= PROBLEM REQUIREMENTS =
Write the following entries out again exactly, skipping each image.

= RAW DATA =
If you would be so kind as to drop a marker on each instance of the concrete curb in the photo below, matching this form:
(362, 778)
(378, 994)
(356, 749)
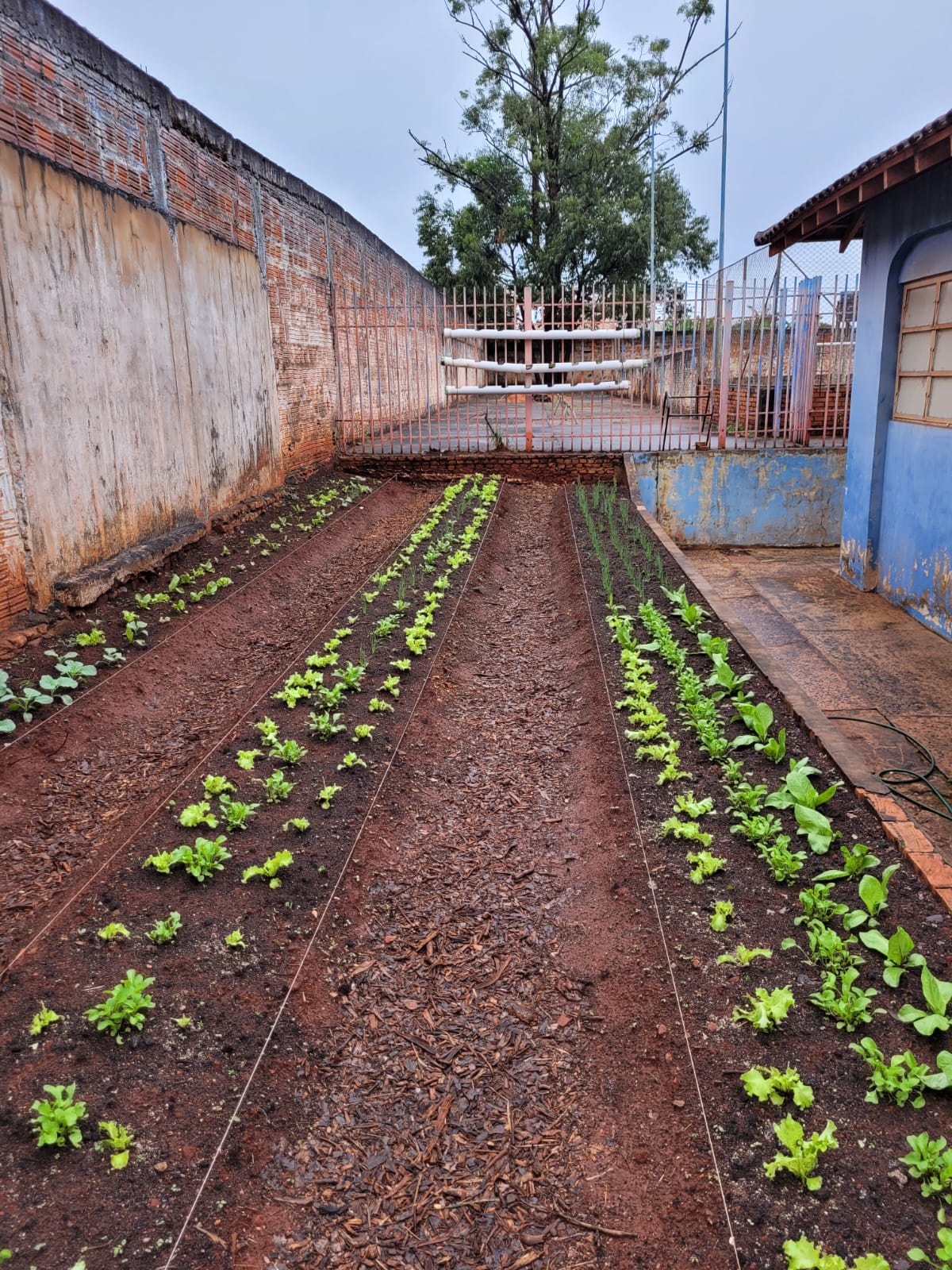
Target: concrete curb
(914, 845)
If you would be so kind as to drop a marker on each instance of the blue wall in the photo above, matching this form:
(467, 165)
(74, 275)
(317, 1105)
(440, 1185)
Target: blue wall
(898, 505)
(789, 498)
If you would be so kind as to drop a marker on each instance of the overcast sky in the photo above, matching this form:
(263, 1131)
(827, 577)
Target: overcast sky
(329, 89)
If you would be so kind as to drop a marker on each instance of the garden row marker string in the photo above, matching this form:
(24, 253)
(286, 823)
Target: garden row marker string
(333, 895)
(206, 755)
(177, 630)
(651, 886)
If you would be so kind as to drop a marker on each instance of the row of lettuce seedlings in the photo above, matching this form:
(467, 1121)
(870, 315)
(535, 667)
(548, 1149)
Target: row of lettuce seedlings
(850, 895)
(88, 651)
(342, 722)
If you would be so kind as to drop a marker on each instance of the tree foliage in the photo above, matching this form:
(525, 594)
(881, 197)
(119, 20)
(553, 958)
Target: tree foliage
(558, 177)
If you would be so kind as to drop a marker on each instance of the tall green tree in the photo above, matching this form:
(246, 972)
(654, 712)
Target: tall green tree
(558, 175)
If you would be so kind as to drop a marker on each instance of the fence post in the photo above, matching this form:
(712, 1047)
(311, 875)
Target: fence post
(527, 328)
(725, 365)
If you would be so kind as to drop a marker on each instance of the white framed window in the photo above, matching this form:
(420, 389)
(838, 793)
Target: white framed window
(924, 365)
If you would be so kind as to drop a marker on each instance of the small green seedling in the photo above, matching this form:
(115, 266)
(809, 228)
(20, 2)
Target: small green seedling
(803, 1153)
(704, 865)
(770, 1083)
(723, 914)
(113, 931)
(939, 995)
(117, 1140)
(898, 1081)
(766, 1010)
(898, 952)
(743, 956)
(325, 795)
(57, 1118)
(44, 1019)
(198, 813)
(270, 869)
(165, 929)
(124, 1006)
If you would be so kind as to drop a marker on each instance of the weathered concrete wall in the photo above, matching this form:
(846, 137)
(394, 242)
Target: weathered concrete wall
(786, 498)
(169, 313)
(898, 514)
(139, 368)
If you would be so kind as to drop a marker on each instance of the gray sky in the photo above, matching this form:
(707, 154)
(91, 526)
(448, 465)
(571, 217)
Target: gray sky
(329, 89)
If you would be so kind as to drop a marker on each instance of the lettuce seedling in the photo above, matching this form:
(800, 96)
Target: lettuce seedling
(270, 869)
(124, 1006)
(687, 831)
(723, 914)
(898, 952)
(198, 813)
(937, 994)
(898, 1081)
(325, 795)
(743, 956)
(803, 1153)
(277, 789)
(770, 1083)
(843, 1001)
(44, 1019)
(287, 752)
(766, 1010)
(165, 929)
(118, 1141)
(217, 785)
(803, 1254)
(113, 931)
(704, 865)
(57, 1118)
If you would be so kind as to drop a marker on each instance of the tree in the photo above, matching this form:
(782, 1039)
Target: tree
(559, 177)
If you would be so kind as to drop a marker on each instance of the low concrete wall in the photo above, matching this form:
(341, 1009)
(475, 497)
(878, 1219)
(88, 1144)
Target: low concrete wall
(784, 498)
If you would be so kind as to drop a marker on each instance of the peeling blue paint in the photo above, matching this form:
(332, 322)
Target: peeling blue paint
(746, 498)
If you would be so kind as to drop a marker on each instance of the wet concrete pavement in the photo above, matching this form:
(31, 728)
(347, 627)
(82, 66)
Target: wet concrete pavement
(852, 652)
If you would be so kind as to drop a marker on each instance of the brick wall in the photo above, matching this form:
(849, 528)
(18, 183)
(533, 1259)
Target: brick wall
(70, 102)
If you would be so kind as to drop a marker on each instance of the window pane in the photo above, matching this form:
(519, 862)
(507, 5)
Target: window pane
(941, 400)
(914, 355)
(912, 395)
(943, 352)
(920, 304)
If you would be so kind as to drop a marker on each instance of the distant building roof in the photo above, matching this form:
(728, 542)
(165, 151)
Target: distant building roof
(837, 213)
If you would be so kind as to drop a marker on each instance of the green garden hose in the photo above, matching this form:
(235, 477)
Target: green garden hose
(899, 778)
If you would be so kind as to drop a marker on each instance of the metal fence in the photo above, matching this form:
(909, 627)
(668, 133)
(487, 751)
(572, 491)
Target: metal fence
(758, 357)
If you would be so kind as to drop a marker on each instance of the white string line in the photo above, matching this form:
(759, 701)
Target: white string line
(203, 611)
(333, 893)
(651, 888)
(232, 727)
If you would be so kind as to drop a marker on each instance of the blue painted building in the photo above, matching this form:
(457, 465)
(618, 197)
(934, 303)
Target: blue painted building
(896, 533)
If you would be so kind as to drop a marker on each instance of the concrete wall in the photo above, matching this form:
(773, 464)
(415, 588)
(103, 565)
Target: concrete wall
(789, 498)
(898, 514)
(167, 308)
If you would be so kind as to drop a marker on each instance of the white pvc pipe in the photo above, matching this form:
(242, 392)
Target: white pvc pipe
(511, 333)
(470, 364)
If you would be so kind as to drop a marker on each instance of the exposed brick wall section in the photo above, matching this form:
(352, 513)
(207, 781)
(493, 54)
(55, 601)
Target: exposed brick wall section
(69, 99)
(450, 467)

= RESULT =
If you would be so kind as to drop a marker on each instance of the concrete curb in the photo below, matching this form:
(362, 778)
(378, 994)
(356, 749)
Target: concrete curb
(914, 845)
If you would be so kind as to drop a marker on each instance of the blue wall in the photo above, matching this form:
(467, 165)
(74, 275)
(317, 1105)
(440, 1185)
Target: blue wall
(898, 505)
(789, 498)
If you would be so kind as to drop a marker on each instance of the overcast sky in the photo above, matching this form:
(263, 1131)
(827, 577)
Target: overcast sky
(329, 89)
If you would be so kind as to drop a marker on each instance of the garden row marker string in the photo above, matching this form:
(24, 253)
(286, 823)
Target: garden row marker string
(333, 895)
(206, 755)
(177, 630)
(651, 886)
If you would be so kind as to drop a marker on each instance of the row of lettuce seedlings in the photo above, matching this form:
(467, 1121)
(870, 315)
(535, 667)
(548, 1149)
Target: row of lettuce seedlings
(850, 895)
(88, 651)
(342, 722)
If you would be so kind as to drop a marker on each instance of the tree foliage in the photo above, matching this form:
(525, 594)
(881, 197)
(119, 20)
(553, 958)
Target: tree foliage
(558, 177)
If you would be so kind as to drop a marker on each instance of the tall green tree in the photo above, matching this form:
(246, 972)
(654, 712)
Target: tall green tree
(558, 175)
If you would be so kind as to drop a marker on each instance of the fence post in the photo above, matching this form:
(712, 1047)
(311, 875)
Target: fence post
(527, 328)
(725, 365)
If you would be so kind as to drop a marker on each instance of the white framed window in the photo above, matching this form:
(420, 389)
(838, 793)
Target: white framed window
(924, 365)
If you would be so kind as to drop a marker on each instance of the small green seedling in the photo above, matching this form:
(115, 266)
(809, 228)
(20, 2)
Target: small green seedling
(803, 1153)
(704, 865)
(770, 1083)
(723, 914)
(113, 931)
(939, 995)
(117, 1140)
(898, 1081)
(766, 1010)
(898, 952)
(743, 956)
(325, 795)
(57, 1118)
(44, 1019)
(198, 813)
(270, 869)
(165, 929)
(124, 1006)
If you would be so kind as to drop a marker on each instance of the weathered concrete wall in the photo above, matching this form:
(846, 137)
(394, 242)
Target: weathered concrete wall
(786, 498)
(169, 313)
(898, 514)
(139, 368)
If you would be so kind as to drop a marker on each instance of the gray sky in the photo above, matching this form:
(707, 154)
(91, 526)
(448, 465)
(571, 217)
Target: gray sky
(329, 89)
If you would be so kind as to drop a marker on each instance of the lettuce seedling in the photo above, matching this form:
(800, 96)
Target: lettuce seedling
(270, 869)
(124, 1006)
(687, 831)
(723, 914)
(898, 952)
(198, 813)
(937, 994)
(898, 1081)
(325, 795)
(743, 956)
(803, 1153)
(277, 789)
(770, 1083)
(843, 1001)
(44, 1019)
(287, 752)
(766, 1010)
(165, 929)
(118, 1141)
(217, 785)
(803, 1254)
(113, 931)
(704, 865)
(57, 1118)
If you would be so kind as to drop a marker on each instance of the tree in the photo above, matching this form:
(782, 1039)
Target: tree
(559, 177)
If you would be so kind as to drop a marker on each instance of the low concrete wall in the photo above, matching this form:
(341, 1009)
(475, 497)
(878, 1219)
(88, 1144)
Target: low concrete wall
(784, 498)
If you would be so kind as to drop a marker on each instance of the peeling blue paint in the photo above, matching this form:
(332, 322)
Target: peeling blue paint
(746, 498)
If you would be so kind as to drop a marker on each instance of the wet concrete pavement in the photo above, matching this form:
(31, 728)
(347, 627)
(82, 66)
Target: wet concrete pavement
(852, 652)
If you would be so kind as to drop a marker on each instance of the brick wall in the photo above, matching this form:
(849, 528)
(18, 183)
(533, 1259)
Target: brick wall
(70, 102)
If you would be so kind as to drop a marker on each instance of the window pane in the photo above, matching this form:
(519, 862)
(507, 5)
Target: window pane
(941, 400)
(914, 355)
(912, 395)
(943, 352)
(920, 304)
If you would be so kind as to drop a marker on each instance of the distant building roof in the photo above, matching this form:
(728, 542)
(165, 151)
Target: distant building roof
(837, 213)
If you would be so kind as to drop a marker on each instance of the green garden hose in the photo above, matching this form:
(235, 477)
Target: green garden hose
(899, 778)
If you would be so kind as to drop a marker on each instance of the metal fence in the photo above, matching this form:
(909, 627)
(668, 133)
(487, 751)
(572, 491)
Target: metal fence
(758, 357)
If you would be so kind as to drop a marker on each instance of the white string line in the photo above, matching this form:
(759, 701)
Target: white string line
(203, 611)
(333, 893)
(651, 888)
(232, 727)
If you would be so kind as to drop a marker on each instance of the blue painted building in the photo above, matching this form:
(457, 465)
(618, 197)
(934, 303)
Target: blue painted building
(896, 533)
If you would be so kind as to drop a marker on each instance of the concrete wall in the photo above, matching this form:
(773, 464)
(415, 588)
(103, 565)
Target: concrete wall
(789, 498)
(898, 514)
(167, 308)
If you would be so kind as to drop a marker on each instance of the white pvc pipe in the photo above, matching this form:
(242, 392)
Target: white pvc pipe
(511, 333)
(470, 364)
If you would be so kind as to drop a marker on each instance of the exposed brick wall section in the photo above, matching this form:
(352, 513)
(207, 781)
(493, 54)
(55, 601)
Target: exposed brick wall section
(69, 99)
(450, 467)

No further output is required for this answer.